━━ Information provided

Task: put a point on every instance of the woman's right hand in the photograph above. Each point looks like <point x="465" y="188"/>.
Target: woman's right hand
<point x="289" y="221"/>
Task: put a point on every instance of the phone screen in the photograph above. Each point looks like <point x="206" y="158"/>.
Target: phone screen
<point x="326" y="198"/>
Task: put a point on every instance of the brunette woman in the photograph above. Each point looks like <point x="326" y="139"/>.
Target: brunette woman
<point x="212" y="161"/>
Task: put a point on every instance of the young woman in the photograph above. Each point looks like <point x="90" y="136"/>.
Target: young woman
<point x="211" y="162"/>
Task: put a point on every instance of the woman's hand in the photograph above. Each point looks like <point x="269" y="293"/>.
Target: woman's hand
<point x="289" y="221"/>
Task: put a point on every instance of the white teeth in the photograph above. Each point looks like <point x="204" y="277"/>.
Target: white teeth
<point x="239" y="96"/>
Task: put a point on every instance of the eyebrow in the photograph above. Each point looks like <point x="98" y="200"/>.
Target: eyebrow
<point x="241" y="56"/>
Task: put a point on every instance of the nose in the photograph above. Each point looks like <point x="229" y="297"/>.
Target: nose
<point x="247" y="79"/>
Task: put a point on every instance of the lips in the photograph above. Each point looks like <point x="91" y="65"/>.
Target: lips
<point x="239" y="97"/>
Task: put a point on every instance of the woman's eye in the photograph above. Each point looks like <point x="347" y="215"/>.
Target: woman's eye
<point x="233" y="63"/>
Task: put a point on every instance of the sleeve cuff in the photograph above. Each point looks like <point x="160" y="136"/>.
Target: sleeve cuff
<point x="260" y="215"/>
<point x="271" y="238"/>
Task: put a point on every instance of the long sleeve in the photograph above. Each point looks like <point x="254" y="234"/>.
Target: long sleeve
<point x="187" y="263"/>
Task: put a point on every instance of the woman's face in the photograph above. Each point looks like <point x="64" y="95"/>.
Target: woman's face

━━━━

— Direction —
From the line holding "Task: put a point on every instance of the brunette" through the last line above, reproduce each line exactly and add nothing.

— Task answer —
Task: put a point on every instance of the brunette woman in the photograph above. Each point looks like <point x="326" y="139"/>.
Target: brunette woman
<point x="212" y="161"/>
Task: put a point on every instance of the young woman in the photograph above. Each point looks like <point x="90" y="136"/>.
Target: young woman
<point x="211" y="162"/>
Task: put a point on every instance of the woman's hand in the photograph above. Each point looks like <point x="269" y="293"/>.
Target: woman's hand
<point x="289" y="221"/>
Task: put a point on every instance of the white teeth in the photograph above. Each point looks like <point x="204" y="277"/>.
Target: white teeth
<point x="239" y="96"/>
Task: put a point on every instance of the eyebrow in the photograph above. Each point looks like <point x="98" y="200"/>.
Target: eyebrow
<point x="241" y="56"/>
Task: put a point on every instance of the nose in the photograph above. Each point looks like <point x="229" y="297"/>.
Target: nose
<point x="247" y="79"/>
Task: put a point on every instance of the lips in the photograph above. Each point looks like <point x="91" y="65"/>.
Target: lips
<point x="239" y="97"/>
Task: put a point on every instance of the woman's eye in the photograph above. Each point looks like <point x="347" y="215"/>.
Target: woman's eye
<point x="233" y="63"/>
Task: put a point on every instance of the sleeve cuff in the photograph above. Each point looks like <point x="160" y="136"/>.
Target: sleeve cuff
<point x="260" y="215"/>
<point x="271" y="238"/>
Task: put a point on every instance of the long sleeve in the photograph above. Each point looks like <point x="254" y="234"/>.
Target: long sleeve
<point x="187" y="263"/>
Task: put a point on every instance of the woman's face in the photograph above. Each point looks like <point x="64" y="95"/>.
Target: woman's face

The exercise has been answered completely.